### Entries from a pointing dataset
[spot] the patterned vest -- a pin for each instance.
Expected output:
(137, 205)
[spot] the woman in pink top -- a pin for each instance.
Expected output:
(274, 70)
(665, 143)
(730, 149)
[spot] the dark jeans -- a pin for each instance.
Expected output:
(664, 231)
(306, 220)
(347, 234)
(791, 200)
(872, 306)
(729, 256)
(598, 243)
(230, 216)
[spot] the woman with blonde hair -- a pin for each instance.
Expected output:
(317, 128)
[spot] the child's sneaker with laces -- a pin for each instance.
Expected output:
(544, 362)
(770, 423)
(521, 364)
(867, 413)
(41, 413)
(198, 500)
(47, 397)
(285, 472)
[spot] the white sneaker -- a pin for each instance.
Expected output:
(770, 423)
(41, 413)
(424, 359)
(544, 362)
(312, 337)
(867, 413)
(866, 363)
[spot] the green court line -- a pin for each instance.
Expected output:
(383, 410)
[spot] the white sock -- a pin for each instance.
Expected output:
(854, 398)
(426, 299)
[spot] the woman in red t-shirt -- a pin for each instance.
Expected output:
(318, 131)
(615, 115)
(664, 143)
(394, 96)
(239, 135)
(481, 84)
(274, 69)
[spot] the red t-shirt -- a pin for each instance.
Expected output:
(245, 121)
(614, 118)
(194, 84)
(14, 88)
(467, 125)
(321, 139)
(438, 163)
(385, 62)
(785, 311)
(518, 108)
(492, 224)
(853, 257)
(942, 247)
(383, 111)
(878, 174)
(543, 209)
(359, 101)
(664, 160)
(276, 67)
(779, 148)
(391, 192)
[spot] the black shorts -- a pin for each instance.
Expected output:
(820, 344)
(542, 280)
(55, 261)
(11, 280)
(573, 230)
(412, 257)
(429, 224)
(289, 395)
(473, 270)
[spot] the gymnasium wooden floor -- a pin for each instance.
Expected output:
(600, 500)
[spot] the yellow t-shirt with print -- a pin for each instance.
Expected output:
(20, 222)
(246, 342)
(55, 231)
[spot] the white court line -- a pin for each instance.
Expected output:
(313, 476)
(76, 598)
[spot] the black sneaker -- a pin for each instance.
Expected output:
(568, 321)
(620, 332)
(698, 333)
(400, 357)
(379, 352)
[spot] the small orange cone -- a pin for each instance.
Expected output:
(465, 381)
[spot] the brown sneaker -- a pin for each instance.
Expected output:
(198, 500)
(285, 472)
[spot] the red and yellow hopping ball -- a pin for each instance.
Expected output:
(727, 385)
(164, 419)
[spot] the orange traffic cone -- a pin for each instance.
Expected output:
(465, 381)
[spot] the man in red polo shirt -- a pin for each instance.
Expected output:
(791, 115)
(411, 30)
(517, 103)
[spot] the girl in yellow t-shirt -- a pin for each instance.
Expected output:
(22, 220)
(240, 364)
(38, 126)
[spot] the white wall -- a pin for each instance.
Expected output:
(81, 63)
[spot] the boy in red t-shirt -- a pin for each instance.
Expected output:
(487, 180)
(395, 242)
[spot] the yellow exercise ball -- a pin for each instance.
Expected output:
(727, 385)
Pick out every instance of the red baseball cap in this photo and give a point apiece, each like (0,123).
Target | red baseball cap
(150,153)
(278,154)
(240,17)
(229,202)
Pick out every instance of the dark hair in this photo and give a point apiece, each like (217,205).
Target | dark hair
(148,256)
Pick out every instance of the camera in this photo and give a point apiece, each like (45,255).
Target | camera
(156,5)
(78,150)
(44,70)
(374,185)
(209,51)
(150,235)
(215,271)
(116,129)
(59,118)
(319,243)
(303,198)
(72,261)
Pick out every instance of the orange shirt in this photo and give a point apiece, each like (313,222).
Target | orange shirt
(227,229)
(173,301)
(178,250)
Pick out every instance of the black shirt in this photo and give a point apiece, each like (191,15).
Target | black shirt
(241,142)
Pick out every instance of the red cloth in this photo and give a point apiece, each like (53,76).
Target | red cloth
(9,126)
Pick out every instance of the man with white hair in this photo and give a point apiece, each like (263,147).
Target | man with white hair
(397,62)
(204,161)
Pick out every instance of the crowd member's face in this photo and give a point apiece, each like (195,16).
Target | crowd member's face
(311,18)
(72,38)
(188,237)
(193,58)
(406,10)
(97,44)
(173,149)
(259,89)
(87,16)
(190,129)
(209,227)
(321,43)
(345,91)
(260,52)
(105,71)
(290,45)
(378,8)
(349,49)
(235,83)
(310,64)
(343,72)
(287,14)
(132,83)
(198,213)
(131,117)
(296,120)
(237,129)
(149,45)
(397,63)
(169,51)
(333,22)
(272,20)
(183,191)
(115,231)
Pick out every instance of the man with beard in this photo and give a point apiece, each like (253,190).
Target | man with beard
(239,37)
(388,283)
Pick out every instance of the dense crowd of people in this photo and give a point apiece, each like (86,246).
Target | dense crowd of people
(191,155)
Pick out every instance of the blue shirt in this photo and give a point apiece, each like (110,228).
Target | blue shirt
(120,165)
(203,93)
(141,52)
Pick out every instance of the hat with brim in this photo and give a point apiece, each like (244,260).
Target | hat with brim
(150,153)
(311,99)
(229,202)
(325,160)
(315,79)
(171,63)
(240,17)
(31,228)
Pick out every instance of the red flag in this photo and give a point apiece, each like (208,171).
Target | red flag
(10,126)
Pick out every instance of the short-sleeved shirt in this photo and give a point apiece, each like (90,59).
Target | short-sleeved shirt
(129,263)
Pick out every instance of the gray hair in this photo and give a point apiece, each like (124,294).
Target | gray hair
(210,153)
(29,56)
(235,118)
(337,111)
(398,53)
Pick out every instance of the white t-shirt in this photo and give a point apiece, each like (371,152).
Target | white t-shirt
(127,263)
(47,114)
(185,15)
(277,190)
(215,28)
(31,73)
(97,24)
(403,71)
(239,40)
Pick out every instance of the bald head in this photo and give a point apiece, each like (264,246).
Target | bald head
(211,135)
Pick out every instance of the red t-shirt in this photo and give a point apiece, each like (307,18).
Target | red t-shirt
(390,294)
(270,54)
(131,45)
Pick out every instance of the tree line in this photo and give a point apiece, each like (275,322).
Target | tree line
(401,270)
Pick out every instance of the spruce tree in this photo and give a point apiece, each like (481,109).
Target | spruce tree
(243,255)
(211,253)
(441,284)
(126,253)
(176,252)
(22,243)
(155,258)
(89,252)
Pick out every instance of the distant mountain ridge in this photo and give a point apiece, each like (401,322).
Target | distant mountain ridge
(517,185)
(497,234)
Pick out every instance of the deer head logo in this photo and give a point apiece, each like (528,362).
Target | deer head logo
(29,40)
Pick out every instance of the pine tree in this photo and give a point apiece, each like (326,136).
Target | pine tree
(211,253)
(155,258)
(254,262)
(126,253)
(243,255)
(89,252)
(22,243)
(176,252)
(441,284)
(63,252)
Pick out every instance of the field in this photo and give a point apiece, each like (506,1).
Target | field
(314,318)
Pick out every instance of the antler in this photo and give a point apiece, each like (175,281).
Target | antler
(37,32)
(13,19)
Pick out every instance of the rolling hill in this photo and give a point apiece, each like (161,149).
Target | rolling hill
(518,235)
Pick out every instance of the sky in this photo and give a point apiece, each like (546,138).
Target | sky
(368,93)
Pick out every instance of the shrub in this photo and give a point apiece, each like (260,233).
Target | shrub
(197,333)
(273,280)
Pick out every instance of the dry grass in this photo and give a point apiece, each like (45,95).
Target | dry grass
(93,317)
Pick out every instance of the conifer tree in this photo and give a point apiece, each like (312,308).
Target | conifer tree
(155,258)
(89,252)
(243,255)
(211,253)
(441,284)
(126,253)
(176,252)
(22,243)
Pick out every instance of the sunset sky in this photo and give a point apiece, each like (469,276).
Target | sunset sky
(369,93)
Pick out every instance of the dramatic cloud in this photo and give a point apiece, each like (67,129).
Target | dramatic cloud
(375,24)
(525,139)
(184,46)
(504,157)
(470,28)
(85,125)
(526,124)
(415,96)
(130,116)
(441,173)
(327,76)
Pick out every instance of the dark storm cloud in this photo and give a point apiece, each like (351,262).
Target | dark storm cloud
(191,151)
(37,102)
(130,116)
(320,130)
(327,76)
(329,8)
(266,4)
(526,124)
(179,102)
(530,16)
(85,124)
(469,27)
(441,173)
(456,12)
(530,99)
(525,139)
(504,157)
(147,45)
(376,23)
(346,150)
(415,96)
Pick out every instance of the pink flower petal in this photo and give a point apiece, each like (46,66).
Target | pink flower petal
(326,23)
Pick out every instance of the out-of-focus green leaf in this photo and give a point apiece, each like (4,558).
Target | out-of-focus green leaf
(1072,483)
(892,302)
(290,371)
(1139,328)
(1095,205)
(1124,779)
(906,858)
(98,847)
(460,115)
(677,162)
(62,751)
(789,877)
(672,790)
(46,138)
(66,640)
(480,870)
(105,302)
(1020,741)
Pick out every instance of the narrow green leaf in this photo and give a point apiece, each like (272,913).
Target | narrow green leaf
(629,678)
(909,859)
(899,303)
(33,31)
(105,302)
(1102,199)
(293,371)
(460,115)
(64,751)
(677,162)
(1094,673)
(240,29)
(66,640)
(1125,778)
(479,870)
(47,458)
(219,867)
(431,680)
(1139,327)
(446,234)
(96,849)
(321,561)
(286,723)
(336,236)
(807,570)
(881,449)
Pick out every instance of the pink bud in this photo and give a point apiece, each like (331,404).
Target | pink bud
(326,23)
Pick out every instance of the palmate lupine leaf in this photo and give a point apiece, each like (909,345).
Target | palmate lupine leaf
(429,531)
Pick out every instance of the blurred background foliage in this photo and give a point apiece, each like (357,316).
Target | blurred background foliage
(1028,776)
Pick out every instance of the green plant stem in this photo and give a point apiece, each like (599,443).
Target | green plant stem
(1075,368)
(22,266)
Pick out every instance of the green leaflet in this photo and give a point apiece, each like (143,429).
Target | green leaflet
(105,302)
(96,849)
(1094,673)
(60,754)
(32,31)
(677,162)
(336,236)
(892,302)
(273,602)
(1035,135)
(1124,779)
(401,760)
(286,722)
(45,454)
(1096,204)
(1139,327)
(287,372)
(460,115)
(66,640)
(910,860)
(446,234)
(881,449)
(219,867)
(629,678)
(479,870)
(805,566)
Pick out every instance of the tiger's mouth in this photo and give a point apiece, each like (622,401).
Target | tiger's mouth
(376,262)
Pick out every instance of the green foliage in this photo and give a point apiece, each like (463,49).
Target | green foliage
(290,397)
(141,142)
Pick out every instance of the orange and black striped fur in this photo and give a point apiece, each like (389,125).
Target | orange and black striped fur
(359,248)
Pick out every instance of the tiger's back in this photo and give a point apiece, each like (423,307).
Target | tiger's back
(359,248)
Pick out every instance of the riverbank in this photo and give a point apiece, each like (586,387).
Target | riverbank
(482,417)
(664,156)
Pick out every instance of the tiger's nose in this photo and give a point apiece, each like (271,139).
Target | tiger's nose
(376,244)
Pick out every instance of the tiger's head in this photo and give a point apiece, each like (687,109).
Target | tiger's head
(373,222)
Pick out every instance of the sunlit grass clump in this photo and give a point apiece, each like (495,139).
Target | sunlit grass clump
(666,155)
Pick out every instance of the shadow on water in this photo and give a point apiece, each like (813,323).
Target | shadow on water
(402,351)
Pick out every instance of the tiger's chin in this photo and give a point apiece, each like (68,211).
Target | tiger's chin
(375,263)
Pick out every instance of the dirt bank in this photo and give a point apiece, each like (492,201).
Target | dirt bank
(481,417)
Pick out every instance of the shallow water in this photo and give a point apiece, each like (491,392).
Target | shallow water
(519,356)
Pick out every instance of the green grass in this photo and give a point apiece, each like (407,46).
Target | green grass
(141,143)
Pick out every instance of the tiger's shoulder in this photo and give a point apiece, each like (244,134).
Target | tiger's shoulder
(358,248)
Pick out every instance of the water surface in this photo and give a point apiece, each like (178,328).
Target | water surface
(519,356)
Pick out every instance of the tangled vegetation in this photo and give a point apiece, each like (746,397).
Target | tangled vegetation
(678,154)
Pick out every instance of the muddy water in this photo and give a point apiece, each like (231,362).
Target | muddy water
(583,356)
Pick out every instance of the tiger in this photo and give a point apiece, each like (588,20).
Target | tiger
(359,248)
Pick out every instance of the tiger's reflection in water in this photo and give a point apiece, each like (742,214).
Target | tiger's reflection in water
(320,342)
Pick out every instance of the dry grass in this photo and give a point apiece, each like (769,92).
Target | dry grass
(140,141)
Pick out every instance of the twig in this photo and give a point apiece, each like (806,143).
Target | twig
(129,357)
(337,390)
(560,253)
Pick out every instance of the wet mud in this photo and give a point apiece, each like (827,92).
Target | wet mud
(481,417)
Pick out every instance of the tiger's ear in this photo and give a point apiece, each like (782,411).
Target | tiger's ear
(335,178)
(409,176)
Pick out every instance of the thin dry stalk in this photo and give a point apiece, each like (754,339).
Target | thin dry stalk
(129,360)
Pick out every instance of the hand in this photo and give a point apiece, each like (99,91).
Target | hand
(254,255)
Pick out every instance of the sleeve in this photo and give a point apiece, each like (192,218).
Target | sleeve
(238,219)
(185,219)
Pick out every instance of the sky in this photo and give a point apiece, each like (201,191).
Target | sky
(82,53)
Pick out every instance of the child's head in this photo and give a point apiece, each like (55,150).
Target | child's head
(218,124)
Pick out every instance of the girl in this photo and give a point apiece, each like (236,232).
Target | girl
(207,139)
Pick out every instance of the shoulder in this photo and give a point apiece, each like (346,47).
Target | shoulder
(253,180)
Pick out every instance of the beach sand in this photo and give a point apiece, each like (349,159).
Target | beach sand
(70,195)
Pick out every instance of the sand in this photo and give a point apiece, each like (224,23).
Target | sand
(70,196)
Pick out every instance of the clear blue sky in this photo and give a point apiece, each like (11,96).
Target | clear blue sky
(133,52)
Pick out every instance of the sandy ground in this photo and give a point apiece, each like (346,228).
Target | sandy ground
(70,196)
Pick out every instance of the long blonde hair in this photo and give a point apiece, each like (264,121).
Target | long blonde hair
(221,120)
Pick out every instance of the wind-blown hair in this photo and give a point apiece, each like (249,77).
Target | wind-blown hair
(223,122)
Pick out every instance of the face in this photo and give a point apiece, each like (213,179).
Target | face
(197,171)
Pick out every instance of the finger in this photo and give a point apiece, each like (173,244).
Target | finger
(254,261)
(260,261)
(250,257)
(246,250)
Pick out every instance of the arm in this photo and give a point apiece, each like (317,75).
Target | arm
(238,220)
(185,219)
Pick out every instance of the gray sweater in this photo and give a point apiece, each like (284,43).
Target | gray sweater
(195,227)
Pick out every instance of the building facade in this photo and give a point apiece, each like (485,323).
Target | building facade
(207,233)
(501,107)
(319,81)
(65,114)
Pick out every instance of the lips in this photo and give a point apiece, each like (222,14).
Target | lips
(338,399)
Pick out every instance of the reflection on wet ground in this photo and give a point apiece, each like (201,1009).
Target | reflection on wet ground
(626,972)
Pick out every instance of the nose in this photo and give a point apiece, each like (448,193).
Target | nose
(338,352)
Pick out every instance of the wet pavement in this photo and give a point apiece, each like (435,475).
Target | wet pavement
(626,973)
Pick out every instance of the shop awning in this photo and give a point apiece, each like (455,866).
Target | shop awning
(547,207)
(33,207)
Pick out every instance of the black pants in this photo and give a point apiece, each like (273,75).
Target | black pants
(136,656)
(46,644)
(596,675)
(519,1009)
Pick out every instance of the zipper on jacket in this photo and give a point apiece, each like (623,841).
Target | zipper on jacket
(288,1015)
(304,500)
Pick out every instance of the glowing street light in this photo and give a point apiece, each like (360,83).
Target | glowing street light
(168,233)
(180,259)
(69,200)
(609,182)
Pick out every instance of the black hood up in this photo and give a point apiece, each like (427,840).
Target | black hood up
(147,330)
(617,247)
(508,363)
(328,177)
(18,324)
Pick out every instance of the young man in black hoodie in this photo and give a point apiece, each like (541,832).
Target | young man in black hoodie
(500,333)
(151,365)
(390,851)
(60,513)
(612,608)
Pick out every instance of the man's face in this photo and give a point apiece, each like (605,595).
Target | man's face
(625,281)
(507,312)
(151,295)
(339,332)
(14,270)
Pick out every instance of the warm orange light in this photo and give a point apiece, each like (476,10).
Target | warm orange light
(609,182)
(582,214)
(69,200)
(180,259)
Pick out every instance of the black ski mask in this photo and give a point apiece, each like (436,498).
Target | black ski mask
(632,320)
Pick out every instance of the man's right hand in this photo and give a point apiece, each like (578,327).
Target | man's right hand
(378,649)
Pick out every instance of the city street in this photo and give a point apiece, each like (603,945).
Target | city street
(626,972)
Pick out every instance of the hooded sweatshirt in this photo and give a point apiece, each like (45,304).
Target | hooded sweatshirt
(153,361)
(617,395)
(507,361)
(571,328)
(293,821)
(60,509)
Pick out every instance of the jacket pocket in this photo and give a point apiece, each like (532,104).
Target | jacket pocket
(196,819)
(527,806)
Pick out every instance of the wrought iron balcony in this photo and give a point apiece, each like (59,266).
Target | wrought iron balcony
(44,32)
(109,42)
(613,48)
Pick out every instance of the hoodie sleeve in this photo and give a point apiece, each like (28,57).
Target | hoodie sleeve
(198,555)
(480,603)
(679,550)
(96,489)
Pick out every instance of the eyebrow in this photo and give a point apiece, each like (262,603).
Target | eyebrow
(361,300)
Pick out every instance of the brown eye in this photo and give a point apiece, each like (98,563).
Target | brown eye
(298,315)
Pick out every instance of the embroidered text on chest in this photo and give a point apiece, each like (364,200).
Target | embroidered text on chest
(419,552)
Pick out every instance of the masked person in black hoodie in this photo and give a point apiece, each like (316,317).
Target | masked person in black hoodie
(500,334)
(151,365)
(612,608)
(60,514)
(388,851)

### Given problem
Give the lines from the one containing "Pick out every instance of the eyebrow" through the end of the entries again, exactly as written and with no other lines.

### Expected answer
Pick out every instance of the eyebrow in this photo and give a point apiece, each like (262,603).
Target | eyebrow
(361,300)
Pick out every instance of the brown eye in this photo and give a point apiece, each like (98,563).
Target | brown eye
(298,315)
Pick out every instance of the embroidered text on chest in this photo and give a point apiece, each like (364,200).
Target | embroidered text on chest
(419,552)
Pick out every instance of the masked person in black hoodie in this photo and give a point apiece, each like (316,317).
Target | masked person in black hoodie
(500,334)
(151,365)
(612,608)
(60,514)
(388,851)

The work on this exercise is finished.